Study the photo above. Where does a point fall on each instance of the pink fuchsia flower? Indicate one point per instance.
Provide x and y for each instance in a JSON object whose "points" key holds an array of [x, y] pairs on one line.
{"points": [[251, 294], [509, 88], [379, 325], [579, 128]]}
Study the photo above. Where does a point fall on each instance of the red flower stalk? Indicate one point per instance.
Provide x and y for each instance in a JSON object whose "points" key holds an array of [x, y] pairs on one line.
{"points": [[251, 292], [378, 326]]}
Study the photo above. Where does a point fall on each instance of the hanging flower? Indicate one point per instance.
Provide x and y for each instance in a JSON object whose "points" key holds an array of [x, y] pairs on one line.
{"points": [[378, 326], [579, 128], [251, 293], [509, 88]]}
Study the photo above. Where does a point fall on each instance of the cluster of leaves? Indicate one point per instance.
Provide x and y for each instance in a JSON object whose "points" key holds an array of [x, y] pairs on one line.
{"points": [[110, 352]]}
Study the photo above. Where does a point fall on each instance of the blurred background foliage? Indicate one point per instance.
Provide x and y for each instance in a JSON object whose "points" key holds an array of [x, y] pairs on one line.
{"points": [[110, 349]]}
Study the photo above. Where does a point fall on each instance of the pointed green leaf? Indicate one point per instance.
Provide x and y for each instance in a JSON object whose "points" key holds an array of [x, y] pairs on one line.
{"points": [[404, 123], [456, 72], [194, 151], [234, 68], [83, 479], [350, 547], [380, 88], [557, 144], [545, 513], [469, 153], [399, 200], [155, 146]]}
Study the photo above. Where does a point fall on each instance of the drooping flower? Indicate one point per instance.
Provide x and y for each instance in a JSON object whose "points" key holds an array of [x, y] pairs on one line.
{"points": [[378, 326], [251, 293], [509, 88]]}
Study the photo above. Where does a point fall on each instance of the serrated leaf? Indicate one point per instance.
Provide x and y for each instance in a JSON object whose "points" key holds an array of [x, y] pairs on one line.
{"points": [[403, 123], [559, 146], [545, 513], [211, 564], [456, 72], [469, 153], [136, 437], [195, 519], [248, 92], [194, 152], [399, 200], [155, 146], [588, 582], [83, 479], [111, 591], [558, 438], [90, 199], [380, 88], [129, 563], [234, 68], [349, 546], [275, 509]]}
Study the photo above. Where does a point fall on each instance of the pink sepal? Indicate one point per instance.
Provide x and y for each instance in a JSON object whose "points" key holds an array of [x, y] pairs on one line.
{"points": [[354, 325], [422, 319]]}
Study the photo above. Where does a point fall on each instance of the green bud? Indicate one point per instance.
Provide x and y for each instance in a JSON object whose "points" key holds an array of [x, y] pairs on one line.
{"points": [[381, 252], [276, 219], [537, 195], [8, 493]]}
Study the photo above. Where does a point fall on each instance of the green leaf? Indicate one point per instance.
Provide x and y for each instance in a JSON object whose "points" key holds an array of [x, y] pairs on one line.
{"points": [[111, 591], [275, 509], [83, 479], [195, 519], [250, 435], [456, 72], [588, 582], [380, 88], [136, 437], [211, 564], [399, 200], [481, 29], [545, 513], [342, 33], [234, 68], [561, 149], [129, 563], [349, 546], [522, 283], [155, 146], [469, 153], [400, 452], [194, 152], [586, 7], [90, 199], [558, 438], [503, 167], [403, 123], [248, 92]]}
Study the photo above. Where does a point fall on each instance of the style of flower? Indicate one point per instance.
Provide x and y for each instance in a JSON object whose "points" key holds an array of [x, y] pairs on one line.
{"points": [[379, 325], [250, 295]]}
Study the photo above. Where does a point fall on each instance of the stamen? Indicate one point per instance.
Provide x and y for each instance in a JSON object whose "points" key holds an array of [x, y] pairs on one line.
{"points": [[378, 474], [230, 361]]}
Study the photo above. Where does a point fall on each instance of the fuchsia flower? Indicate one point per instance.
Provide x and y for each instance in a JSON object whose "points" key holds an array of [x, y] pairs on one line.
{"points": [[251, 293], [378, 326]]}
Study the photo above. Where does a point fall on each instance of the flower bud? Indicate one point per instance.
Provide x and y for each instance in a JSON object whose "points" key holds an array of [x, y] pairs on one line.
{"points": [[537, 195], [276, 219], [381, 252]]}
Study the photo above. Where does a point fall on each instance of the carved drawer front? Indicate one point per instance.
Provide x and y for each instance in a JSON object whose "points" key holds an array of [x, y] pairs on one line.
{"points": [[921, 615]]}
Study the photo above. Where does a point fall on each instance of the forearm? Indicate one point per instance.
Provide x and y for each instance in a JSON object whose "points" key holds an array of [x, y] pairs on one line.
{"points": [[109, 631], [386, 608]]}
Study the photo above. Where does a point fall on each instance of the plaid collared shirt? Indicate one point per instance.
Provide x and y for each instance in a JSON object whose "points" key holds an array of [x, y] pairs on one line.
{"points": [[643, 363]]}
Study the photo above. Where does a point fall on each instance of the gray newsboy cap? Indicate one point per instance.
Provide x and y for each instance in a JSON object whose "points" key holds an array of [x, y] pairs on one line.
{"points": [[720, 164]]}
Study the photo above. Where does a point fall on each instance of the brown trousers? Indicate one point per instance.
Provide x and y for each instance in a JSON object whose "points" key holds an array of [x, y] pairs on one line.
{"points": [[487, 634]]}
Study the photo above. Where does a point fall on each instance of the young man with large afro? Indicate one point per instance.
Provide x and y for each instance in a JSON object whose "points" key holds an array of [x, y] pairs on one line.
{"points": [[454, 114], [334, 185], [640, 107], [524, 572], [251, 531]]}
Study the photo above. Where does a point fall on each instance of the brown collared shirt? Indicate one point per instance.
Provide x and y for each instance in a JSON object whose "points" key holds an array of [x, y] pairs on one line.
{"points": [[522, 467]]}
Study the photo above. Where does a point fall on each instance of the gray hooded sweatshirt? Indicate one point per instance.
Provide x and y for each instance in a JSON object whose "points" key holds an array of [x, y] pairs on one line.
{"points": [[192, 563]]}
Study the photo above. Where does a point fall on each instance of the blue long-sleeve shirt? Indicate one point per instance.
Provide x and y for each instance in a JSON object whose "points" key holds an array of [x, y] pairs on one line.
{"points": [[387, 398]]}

▶ [Prompt]: Transcribe the records above exactly.

▶ [Expected answer]:
Study the photo above. Where does a point fall on each instance of the pink fuchsia flower? Indicate one point per instance.
Provide x and y for each instance in a JSON object whose "points" key holds an array of [x, y] pairs on one line.
{"points": [[251, 294], [509, 88], [379, 325], [579, 128]]}
Study the photo above. Where does a point fall on each instance of the red flower stalk? Indicate one point per instance.
Provide x and y for each instance in a JSON object whose "points" key holds an array of [x, y] pairs on one line.
{"points": [[251, 292], [378, 326]]}
Study the photo above. Where does a point fall on each instance of the hanging flower? Indicate one point per instance.
Provide x and y for each instance in a JSON object whose "points" key holds an array of [x, y] pairs on one line.
{"points": [[378, 326], [579, 128], [251, 293], [509, 88]]}
Study the photo above. Where does a point fall on each instance of the cluster of leaves? Indicate one point per instance.
Provide x and y for each instance in a JSON object whose "points" key holds an array of [x, y] pairs on one line.
{"points": [[110, 352]]}
Study the photo above. Where does a point fall on each instance of the blurred background foliage? Indicate one point per instance.
Provide x and y for each instance in a JSON object whose "points" key holds an array of [x, y] pairs on one line.
{"points": [[110, 349]]}
Study the photo above. Where does a point fall on each instance of the pointed green leaf? Indicate one point per instance.
Provide x and y for each instance in a JSON object whose "points" key holds an array of [x, y] pairs on one line.
{"points": [[404, 123], [456, 72], [194, 151], [234, 68], [83, 479], [350, 547], [380, 88], [557, 144], [545, 513], [469, 153], [399, 200], [155, 146]]}
Study the photo above. Where does a point fall on each instance of the drooping flower? Indicate one point per instance.
Provide x and y for each instance in a JSON object whose "points" key holds an array of [x, y] pairs on one line.
{"points": [[378, 326], [251, 293], [509, 88]]}
Study the photo above. Where does a point fall on each instance of the serrated leaf? Indicate one point per instance.
Provide x and y for each instance in a JSON object whose "points" key holds an array of [x, y] pairs on one line.
{"points": [[403, 123], [559, 146], [545, 513], [211, 564], [456, 72], [469, 153], [136, 437], [195, 519], [248, 92], [194, 152], [399, 200], [155, 146], [588, 582], [83, 479], [111, 591], [558, 438], [90, 199], [380, 88], [129, 563], [234, 68], [349, 546], [275, 509]]}
Study the photo above. Where does a point fall on each instance of the pink sepal? Indicate one point per instance.
Provide x and y for each instance in a JSON object whose "points" key holds an array of [x, y] pairs on one line.
{"points": [[354, 325], [422, 319]]}
Study the photo above. Where does a point fall on each instance of the green bud? Indicate one point per instance.
Provide x and y for each instance in a JSON object whose "points" key holds an array of [x, y] pairs on one line.
{"points": [[381, 252], [276, 219], [537, 195], [8, 493]]}
Study the photo above. Where does a point fall on each instance of the green leaf? Indicate one point per instance.
Provide x and y for each instance in a JSON object whose "points" key holds an array of [x, y] pairs on one line.
{"points": [[111, 591], [275, 509], [83, 479], [195, 519], [250, 435], [456, 72], [588, 582], [380, 88], [136, 437], [211, 564], [399, 200], [481, 29], [545, 513], [342, 33], [234, 68], [561, 149], [129, 563], [349, 546], [522, 283], [155, 146], [469, 153], [400, 452], [194, 152], [586, 7], [90, 199], [558, 438], [503, 167], [403, 123], [248, 92]]}
Study the photo above. Where does a point fall on each instance of the style of flower? Indicate one point per instance.
Provide x and y for each instance in a JSON object whose "points" key holds an array of [x, y] pairs on one line.
{"points": [[379, 325], [250, 295]]}
Study the photo above. Where does a point fall on each instance of the stamen? Indicate one point per instance.
Provide x and y for each instance in a JSON object whose "points" key holds an array of [x, y] pairs on one line.
{"points": [[378, 474], [230, 361]]}
Study the photo above. Where does a point fall on each instance of the fuchsia flower? Indicate one point per instance.
Provide x and y for each instance in a JSON object whose "points" key holds an array of [x, y] pairs on one line.
{"points": [[251, 293], [378, 326]]}
Study the photo above. Where does a point fall on each instance of the flower bud? Indicate one point per instance.
Provide x and y for each instance in a JSON object whose "points" key holds an array of [x, y] pairs on one line.
{"points": [[537, 195], [276, 219], [381, 252]]}
Study the photo above. Where does a point fall on each instance of the carved drawer front? Indicate one point per instance.
Provide x and y for each instance in a JSON object whose "points" key holds an array of [x, y] pairs on one line.
{"points": [[921, 615]]}
Study the photo above. Where does a point fall on each instance of the forearm? Indicate one point per instance.
Provide x and y for each instance in a JSON object whose "points" key holds an array of [x, y] pairs on one line.
{"points": [[109, 631], [386, 608]]}
Study the photo above. Where does a point fall on each instance of the plaid collared shirt? Indicate one point per instance.
Provide x and y for each instance in a JSON object whose "points" key holds an array of [x, y] pairs on one line.
{"points": [[643, 363]]}
Study the photo above. Where does a point fall on each instance of the gray newsboy cap? Indicate one point per instance.
Provide x and y for each instance in a JSON object whose "points" key holds an array of [x, y] pairs on one line.
{"points": [[720, 164]]}
Study the photo above. Where does a point fall on each instance of the brown trousers? Indicate one point per instance.
Provide x and y for each instance in a JSON object whose "points" key holds an array of [x, y] pairs on one line.
{"points": [[487, 634]]}
Study the photo above. Where does a point fall on each instance of the young man with large afro? Indicate one point per instance.
Provide x and y for each instance in a JSON object whose "points" key holds an array of [x, y] pairs on one line.
{"points": [[454, 114], [334, 185], [640, 107], [524, 572], [251, 531]]}
Study the photo above. Where does a point fall on each instance of the brown collared shirt? Indicate one point per instance.
Provide x and y for each instance in a JSON object whose "points" key holds an array of [x, y] pairs on one line.
{"points": [[522, 467]]}
Study the photo above. Where does a point fall on each instance of the gray hooded sweatshirt? Indicate one point per instance.
Provide x and y for each instance in a JSON object whose "points" key holds an array of [x, y] pairs on one line.
{"points": [[192, 563]]}
Study the photo above. Where does a point fall on each instance of the blue long-sleeve shirt? Indicate one point per instance.
Provide x and y for each instance in a JSON object whose "points" key holds an array of [x, y] pairs on one line.
{"points": [[387, 398]]}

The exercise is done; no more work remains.